[Data for the task]
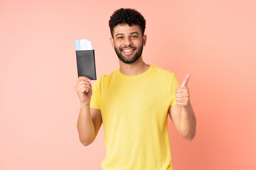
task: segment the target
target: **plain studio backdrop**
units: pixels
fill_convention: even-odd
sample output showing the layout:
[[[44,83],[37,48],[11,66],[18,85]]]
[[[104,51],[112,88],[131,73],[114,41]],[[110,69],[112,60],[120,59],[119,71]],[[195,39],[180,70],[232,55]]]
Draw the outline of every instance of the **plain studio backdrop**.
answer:
[[[74,40],[88,39],[97,76],[119,68],[110,16],[146,21],[148,64],[188,86],[198,124],[192,142],[169,118],[176,170],[256,169],[255,1],[0,1],[0,169],[101,169],[103,126],[79,141]]]

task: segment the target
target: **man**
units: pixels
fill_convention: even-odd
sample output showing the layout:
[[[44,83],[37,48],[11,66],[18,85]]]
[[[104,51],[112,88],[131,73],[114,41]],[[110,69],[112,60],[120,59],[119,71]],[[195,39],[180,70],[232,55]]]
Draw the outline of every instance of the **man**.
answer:
[[[173,169],[168,115],[183,137],[190,141],[196,134],[190,75],[179,87],[174,74],[143,61],[146,21],[137,11],[120,8],[109,24],[120,67],[102,76],[92,89],[89,79],[78,78],[80,140],[85,146],[92,143],[103,123],[104,170]]]

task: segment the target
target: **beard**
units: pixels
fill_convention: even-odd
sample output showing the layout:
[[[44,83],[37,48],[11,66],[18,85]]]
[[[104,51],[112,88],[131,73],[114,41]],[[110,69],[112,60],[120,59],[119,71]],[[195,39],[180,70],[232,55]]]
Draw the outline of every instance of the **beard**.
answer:
[[[134,50],[137,50],[135,52],[135,54],[134,54],[133,56],[131,56],[131,57],[127,57],[122,55],[122,48],[127,48],[127,47],[132,47],[134,49]],[[134,63],[134,62],[136,62],[142,56],[142,51],[143,51],[143,44],[142,46],[139,46],[139,48],[137,48],[136,47],[133,47],[132,45],[129,45],[129,46],[125,46],[123,47],[119,47],[119,49],[117,49],[114,46],[114,51],[117,53],[118,58],[122,62],[123,62],[126,64],[132,64],[132,63]]]

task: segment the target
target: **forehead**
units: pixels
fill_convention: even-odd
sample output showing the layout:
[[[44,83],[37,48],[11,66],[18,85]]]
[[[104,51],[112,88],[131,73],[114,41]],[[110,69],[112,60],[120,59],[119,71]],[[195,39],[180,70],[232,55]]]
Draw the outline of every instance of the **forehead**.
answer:
[[[117,25],[114,28],[114,36],[117,34],[129,34],[131,33],[137,32],[139,34],[142,34],[140,28],[137,25],[132,25],[129,26],[128,24]]]

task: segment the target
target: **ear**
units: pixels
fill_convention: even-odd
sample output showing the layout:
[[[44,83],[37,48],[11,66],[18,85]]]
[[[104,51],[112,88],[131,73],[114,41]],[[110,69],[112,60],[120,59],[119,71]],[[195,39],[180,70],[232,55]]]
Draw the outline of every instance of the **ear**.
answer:
[[[114,48],[114,39],[112,38],[110,38],[110,40],[111,45],[112,46],[113,48]]]
[[[143,46],[145,46],[146,45],[146,35],[143,35],[142,41],[143,41]]]

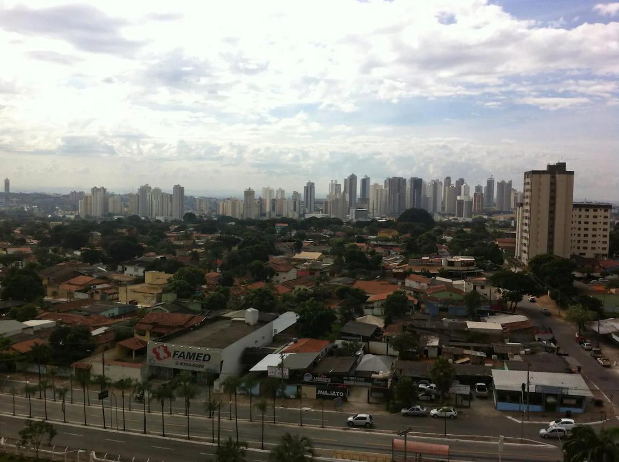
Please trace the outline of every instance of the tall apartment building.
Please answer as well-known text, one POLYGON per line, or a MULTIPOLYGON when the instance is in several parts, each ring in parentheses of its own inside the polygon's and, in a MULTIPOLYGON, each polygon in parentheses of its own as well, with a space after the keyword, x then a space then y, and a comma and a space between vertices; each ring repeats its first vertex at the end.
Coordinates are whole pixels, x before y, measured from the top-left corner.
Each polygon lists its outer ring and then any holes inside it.
POLYGON ((565 162, 524 173, 523 202, 518 207, 516 255, 527 263, 542 253, 568 258, 571 253, 574 172, 565 162))
MULTIPOLYGON (((482 186, 478 186, 481 188, 482 186)), ((477 189, 477 187, 475 187, 477 189)), ((483 211, 483 193, 475 192, 473 194, 473 212, 474 213, 481 213, 483 211)))
POLYGON ((491 175, 486 180, 486 187, 483 188, 483 199, 487 208, 491 209, 495 206, 495 179, 491 175))
POLYGON ((180 185, 172 188, 172 219, 182 220, 185 214, 185 188, 180 185))
POLYGON ((406 209, 406 180, 392 177, 385 180, 387 190, 387 214, 399 215, 406 209))
POLYGON ((579 202, 572 204, 572 255, 608 259, 612 209, 612 204, 579 202))
POLYGON ((303 207, 305 213, 314 213, 316 210, 316 185, 313 181, 308 181, 303 186, 303 207))
POLYGON ((138 205, 138 215, 141 217, 150 216, 150 193, 152 188, 148 184, 141 186, 137 190, 139 197, 138 205))
POLYGON ((357 208, 357 175, 350 173, 348 178, 344 179, 344 193, 348 199, 348 206, 351 209, 357 208))

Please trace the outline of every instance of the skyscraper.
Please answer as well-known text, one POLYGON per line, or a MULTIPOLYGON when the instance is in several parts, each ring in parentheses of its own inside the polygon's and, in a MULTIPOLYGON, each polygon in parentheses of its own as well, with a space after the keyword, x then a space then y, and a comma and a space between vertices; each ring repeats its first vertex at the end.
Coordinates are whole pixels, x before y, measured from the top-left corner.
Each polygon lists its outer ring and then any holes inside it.
POLYGON ((172 219, 182 220, 185 214, 185 188, 176 185, 172 188, 172 219))
POLYGON ((386 213, 399 215, 406 209, 406 180, 401 177, 392 177, 385 180, 387 189, 386 213))
POLYGON ((491 209, 495 206, 495 179, 490 177, 486 180, 486 189, 483 191, 483 198, 486 207, 491 209))
POLYGON ((370 177, 365 175, 361 179, 361 198, 370 199, 370 177))
MULTIPOLYGON (((262 192, 264 190, 263 188, 262 192)), ((264 199, 262 198, 264 201, 264 199)), ((245 193, 243 197, 243 218, 256 218, 258 214, 256 212, 256 191, 251 188, 245 190, 245 193)))
POLYGON ((572 232, 574 172, 565 162, 524 173, 524 196, 518 207, 516 255, 523 263, 542 253, 568 258, 572 232))
POLYGON ((357 208, 357 175, 350 173, 344 179, 344 193, 347 195, 348 206, 351 209, 357 208))
POLYGON ((150 193, 152 188, 148 184, 140 186, 137 190, 139 198, 138 203, 138 214, 141 217, 150 216, 150 193))
POLYGON ((313 181, 308 181, 303 186, 303 207, 306 214, 316 210, 316 186, 313 181))

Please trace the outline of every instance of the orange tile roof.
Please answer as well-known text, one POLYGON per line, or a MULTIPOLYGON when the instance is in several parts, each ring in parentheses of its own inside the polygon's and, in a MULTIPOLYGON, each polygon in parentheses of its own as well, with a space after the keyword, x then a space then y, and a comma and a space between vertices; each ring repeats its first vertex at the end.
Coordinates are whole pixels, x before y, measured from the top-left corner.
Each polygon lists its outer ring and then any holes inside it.
POLYGON ((318 353, 330 343, 328 340, 318 339, 299 339, 296 343, 287 347, 284 353, 318 353))

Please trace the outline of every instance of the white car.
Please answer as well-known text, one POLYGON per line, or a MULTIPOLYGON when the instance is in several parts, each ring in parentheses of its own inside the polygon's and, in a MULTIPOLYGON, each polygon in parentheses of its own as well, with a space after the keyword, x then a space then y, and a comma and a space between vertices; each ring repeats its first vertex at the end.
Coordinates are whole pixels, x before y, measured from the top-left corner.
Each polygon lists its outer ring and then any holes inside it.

[What is being asked] How many lines in the entries above contain the string "Draw"? Case counts; reply with the number alone.

[Output for this exercise] 5